◆ Stated goal
Rescale every line from the one containing "like (50, 397)." down to the end of the entries, keeping all lines and changing only the answer coordinates. Multiply each coordinate by 1.45 and round to a whole number, with halves rounded up.

⟨

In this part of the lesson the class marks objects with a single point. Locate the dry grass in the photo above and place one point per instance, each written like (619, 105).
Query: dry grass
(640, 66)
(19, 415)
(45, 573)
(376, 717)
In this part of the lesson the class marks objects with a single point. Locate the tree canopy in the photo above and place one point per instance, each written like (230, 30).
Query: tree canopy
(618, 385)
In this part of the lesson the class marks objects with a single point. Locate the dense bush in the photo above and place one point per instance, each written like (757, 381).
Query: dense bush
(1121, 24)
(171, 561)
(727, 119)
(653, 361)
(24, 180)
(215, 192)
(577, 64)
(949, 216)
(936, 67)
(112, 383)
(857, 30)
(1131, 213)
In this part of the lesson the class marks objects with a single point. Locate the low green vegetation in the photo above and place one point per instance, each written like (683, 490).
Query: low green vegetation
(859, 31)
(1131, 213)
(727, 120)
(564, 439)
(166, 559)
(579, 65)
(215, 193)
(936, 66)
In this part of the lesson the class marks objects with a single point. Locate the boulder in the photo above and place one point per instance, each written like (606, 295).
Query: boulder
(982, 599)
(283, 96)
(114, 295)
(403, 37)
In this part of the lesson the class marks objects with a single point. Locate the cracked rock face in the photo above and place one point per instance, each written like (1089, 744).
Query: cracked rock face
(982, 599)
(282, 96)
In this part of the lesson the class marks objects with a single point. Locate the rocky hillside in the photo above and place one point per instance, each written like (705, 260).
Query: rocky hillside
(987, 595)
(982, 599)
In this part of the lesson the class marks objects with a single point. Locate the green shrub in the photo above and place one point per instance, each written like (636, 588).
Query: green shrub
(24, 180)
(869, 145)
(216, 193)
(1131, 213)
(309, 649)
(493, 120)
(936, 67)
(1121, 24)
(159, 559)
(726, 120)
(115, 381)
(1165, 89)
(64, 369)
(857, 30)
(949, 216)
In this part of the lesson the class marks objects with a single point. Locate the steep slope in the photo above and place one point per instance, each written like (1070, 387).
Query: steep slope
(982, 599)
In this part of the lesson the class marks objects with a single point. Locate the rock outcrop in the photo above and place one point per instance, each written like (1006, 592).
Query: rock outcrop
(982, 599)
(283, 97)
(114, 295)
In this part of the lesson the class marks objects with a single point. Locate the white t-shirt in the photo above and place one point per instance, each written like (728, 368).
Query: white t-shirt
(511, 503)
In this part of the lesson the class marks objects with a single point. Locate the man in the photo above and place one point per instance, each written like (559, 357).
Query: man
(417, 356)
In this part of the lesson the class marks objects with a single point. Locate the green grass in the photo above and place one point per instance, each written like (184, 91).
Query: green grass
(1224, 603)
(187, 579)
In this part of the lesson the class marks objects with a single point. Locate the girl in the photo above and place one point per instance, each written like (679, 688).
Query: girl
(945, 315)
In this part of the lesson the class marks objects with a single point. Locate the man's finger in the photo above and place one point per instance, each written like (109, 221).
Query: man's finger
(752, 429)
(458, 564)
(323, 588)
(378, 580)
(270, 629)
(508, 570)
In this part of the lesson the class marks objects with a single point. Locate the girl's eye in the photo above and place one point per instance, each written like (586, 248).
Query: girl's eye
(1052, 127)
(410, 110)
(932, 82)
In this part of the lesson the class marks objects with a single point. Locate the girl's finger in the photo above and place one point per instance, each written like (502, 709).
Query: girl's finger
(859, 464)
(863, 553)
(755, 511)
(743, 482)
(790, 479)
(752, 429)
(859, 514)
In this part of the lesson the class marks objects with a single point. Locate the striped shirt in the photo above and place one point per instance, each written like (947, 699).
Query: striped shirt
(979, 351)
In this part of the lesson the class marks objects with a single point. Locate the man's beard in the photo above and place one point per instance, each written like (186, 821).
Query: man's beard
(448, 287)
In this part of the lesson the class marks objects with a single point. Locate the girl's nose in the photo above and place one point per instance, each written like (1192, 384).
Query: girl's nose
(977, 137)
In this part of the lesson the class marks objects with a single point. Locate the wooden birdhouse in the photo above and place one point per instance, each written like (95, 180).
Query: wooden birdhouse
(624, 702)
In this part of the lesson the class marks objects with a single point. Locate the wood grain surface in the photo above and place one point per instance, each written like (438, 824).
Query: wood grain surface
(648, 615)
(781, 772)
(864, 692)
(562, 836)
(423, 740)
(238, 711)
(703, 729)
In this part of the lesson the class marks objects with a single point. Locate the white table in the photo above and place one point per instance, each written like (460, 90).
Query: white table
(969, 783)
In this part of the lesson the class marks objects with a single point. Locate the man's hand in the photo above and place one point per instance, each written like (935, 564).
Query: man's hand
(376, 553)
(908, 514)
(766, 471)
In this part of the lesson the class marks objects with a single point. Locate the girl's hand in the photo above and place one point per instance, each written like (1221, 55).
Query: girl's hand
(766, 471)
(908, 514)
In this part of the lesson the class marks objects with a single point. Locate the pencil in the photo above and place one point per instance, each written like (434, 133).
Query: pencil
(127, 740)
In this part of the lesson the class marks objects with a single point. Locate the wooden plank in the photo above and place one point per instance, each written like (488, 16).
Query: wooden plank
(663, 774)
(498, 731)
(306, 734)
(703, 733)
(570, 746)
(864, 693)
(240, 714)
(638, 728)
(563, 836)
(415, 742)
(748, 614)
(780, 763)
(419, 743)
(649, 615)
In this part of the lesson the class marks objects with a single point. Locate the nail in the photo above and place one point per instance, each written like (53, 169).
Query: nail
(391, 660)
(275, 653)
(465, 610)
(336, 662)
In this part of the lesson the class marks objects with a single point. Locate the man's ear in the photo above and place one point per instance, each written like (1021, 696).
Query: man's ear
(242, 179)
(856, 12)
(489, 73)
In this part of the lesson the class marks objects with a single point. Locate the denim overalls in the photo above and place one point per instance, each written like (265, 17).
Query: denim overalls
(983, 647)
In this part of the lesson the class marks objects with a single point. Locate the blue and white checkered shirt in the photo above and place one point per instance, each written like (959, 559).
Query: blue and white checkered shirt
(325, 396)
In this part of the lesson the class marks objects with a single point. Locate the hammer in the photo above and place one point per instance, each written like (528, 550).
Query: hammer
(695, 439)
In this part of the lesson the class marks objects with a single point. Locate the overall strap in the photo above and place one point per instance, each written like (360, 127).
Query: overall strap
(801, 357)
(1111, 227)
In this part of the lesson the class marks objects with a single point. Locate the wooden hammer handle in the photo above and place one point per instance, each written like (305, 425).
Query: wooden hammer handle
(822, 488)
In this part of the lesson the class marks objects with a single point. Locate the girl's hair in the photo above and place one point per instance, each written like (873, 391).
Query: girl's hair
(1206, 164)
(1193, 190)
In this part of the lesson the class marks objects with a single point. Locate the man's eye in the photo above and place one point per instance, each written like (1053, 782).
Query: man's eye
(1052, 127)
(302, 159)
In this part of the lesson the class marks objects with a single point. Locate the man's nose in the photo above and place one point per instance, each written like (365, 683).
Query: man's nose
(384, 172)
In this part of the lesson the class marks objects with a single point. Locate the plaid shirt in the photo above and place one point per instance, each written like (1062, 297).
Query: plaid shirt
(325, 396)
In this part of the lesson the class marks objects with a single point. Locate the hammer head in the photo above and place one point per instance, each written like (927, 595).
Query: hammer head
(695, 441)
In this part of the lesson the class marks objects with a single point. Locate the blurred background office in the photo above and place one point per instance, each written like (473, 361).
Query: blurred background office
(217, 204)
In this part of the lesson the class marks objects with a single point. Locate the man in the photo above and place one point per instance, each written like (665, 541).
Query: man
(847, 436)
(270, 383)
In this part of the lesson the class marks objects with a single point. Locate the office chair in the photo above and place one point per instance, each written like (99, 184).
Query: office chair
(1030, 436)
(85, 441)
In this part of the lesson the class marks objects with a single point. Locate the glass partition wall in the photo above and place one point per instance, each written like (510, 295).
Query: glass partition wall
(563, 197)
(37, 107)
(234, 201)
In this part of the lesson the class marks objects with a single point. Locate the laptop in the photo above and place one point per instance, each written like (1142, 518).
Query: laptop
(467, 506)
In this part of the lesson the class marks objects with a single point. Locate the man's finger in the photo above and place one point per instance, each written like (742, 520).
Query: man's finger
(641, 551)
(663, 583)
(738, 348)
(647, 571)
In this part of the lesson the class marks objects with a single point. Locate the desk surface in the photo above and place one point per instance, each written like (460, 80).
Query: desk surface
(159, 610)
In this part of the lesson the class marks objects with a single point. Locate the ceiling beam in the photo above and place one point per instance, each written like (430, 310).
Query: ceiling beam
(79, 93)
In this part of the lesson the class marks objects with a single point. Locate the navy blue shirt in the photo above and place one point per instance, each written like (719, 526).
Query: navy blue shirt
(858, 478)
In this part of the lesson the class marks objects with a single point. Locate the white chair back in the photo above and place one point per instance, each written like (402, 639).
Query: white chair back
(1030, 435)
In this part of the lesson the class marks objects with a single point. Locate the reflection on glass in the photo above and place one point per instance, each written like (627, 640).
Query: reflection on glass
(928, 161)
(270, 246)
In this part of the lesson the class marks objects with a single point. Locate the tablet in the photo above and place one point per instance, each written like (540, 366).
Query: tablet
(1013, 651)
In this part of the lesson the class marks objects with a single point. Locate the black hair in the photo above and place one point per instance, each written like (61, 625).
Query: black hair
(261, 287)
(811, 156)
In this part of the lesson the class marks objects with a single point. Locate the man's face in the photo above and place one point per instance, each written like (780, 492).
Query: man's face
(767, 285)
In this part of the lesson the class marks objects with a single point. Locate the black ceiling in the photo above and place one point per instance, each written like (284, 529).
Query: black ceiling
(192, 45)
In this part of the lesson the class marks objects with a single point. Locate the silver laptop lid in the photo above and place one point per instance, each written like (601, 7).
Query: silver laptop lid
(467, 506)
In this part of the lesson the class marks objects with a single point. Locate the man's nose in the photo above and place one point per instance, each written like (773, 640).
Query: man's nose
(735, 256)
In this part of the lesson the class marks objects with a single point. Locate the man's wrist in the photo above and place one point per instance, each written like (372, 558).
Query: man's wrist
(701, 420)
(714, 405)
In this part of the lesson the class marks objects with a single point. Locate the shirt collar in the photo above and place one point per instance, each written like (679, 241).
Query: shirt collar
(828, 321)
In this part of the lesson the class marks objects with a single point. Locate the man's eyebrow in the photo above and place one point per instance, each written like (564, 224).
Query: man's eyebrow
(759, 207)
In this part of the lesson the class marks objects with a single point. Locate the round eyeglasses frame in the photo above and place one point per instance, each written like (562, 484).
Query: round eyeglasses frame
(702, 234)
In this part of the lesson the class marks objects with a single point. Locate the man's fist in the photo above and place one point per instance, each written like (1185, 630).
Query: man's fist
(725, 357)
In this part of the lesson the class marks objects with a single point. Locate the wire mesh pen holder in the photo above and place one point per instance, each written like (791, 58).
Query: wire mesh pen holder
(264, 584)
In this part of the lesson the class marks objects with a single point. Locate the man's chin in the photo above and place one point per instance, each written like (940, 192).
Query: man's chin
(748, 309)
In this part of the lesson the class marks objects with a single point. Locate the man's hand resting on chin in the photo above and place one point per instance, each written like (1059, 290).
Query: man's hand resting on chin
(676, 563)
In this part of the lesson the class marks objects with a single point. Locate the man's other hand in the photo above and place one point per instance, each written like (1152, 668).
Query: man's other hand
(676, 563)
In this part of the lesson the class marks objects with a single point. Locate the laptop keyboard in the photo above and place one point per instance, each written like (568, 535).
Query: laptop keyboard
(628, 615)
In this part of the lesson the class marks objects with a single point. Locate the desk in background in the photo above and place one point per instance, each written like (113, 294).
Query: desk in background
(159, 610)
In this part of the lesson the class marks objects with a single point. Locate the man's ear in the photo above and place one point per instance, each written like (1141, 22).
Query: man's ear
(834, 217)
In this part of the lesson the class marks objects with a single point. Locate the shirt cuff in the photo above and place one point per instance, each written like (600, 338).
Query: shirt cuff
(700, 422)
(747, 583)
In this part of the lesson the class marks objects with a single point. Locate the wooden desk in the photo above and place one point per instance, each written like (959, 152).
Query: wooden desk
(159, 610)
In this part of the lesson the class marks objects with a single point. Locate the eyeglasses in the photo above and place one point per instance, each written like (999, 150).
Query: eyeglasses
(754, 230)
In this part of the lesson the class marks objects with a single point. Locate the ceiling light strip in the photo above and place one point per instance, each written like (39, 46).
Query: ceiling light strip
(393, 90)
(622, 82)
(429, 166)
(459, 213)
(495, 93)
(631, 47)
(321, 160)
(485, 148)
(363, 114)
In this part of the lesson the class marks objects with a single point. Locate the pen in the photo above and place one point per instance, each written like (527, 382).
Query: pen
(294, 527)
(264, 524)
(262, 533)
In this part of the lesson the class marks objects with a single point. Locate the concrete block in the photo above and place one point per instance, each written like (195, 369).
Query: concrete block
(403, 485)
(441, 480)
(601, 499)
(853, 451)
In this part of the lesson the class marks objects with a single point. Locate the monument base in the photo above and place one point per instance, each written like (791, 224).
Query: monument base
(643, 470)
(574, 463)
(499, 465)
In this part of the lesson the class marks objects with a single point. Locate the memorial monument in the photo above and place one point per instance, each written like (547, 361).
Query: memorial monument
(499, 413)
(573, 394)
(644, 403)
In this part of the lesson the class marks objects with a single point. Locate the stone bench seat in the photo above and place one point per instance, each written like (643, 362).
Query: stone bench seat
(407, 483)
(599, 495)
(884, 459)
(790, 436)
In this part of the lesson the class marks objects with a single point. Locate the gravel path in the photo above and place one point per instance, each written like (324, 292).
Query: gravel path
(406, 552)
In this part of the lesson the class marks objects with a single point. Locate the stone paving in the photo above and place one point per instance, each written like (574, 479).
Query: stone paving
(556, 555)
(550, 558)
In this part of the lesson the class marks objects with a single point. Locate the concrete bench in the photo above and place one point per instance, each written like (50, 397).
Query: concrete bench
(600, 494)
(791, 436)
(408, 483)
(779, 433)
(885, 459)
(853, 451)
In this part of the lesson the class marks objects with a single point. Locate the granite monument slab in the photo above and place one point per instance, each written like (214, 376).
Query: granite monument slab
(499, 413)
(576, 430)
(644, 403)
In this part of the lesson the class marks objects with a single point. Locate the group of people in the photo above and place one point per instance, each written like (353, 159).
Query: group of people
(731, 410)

⟩

◆ Correct response
In this part of the lesson the class marks objects with a single point. Locate the concrete bench in the photo above and place one point per instance, each written like (50, 397).
Query: concrete bench
(870, 716)
(1147, 632)
(592, 700)
(1130, 628)
(1283, 666)
(1237, 654)
In this part of the lesson the class marks objects with a single point. Locate the granite monument slab in the photo above and place one point per instance, each written like (214, 376).
Query: granite monument slab
(724, 599)
(835, 624)
(934, 584)
In this part of the lesson the class marks objects with a single point. Locate the group of people in the photo above and place one point per instance, each written like (353, 159).
Query: group of people
(1060, 595)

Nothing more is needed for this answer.